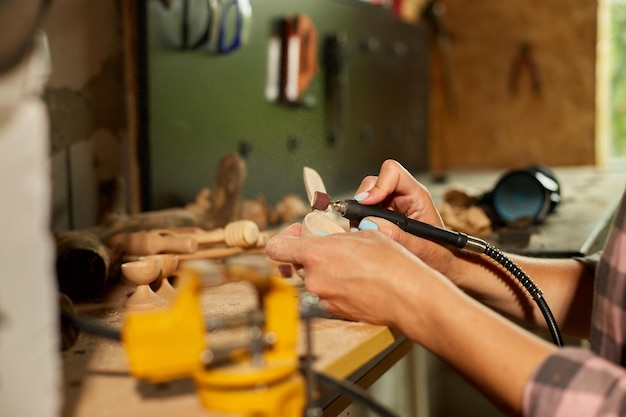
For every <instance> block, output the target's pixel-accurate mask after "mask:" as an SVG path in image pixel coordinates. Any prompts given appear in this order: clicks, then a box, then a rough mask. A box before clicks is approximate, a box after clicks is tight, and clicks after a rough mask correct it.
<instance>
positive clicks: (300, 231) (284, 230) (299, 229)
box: [278, 223, 302, 236]
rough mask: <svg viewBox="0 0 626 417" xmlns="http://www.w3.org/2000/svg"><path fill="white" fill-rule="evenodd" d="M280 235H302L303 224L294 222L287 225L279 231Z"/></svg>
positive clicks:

WHAT YOU ARE ASKED TO DO:
Please write out exactly, and only, the lines from the beginning of the entries through the line containing "box: [278, 223, 302, 236]", including both and skipping all pictures.

ANSWER AREA:
For every <instance> block, output the target's pixel-accurate mask after "mask:" as an SVG path in image pixel coordinates. Any prompts given appear in this order: clicks, then a box, then a rough mask. A box before clicks is approximate, a box after clicks is tight, and clicks after a rough mask correct it.
<instance>
positive clicks: (300, 231) (284, 230) (299, 229)
box: [278, 223, 302, 236]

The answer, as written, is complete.